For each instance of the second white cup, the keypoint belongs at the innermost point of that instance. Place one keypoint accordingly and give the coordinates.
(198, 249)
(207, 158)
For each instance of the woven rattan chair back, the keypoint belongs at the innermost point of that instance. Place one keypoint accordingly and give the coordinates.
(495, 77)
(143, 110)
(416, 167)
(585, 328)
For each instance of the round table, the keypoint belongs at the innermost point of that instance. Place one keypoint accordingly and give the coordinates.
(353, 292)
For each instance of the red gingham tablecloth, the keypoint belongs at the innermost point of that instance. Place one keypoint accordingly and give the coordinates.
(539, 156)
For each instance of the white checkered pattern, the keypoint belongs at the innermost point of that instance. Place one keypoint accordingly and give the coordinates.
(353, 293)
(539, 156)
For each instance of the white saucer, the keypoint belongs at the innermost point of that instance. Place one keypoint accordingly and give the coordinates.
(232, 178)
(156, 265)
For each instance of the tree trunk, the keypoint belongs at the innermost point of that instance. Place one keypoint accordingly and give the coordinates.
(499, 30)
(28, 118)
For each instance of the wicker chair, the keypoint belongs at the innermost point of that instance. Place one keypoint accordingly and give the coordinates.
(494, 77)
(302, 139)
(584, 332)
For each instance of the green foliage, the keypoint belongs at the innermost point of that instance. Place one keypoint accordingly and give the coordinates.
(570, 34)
■ ■ ■ ■ ■
▸ Work request
All of the material above should be reproduced exactly.

▸ Response for this exercise
For each instance of the second white cup, the keypoint belongs at the innermost point of that instance. Place one keypoint accordingly and give the coordinates.
(198, 249)
(207, 158)
For each instance of the woven rattan chair back, the keypoint belongs at the innermost point of that instance. Place one keypoint accordingly and give the coordinates.
(495, 77)
(143, 110)
(416, 167)
(585, 328)
For each instance of the round table, the keypoint belongs at the innermost point of that instance. Place one keypoint accordingly and give the coordinates.
(353, 292)
For each instance of the red gingham tablecloth, the keypoint belongs at the innermost point of that instance. Place one keypoint accordingly and give the coordinates.
(539, 156)
For each instance of the white checkered pattern, the keypoint belongs at the innermost point of that instance. Place one keypoint accordingly and give the coordinates.
(353, 293)
(539, 156)
For each instance of the white saucer, the keypoint belongs at the innermost point of that instance. Place one keypoint accordingly and give the coordinates.
(232, 178)
(156, 265)
For each instance of the tree trunk, the keypoint belongs at the innermost point of that instance. Place one keypoint accordingly and give the coordinates.
(499, 30)
(28, 118)
For each instance of the wicker chair, the keypoint belongs at the innermost point of that instance. Place one keypoint accordingly and give the coordinates.
(494, 77)
(302, 139)
(584, 332)
For each instance of the green foliage, the keypoint belongs at the innermost point of that instance. Place one keypoint accordingly and give the coordinates.
(570, 34)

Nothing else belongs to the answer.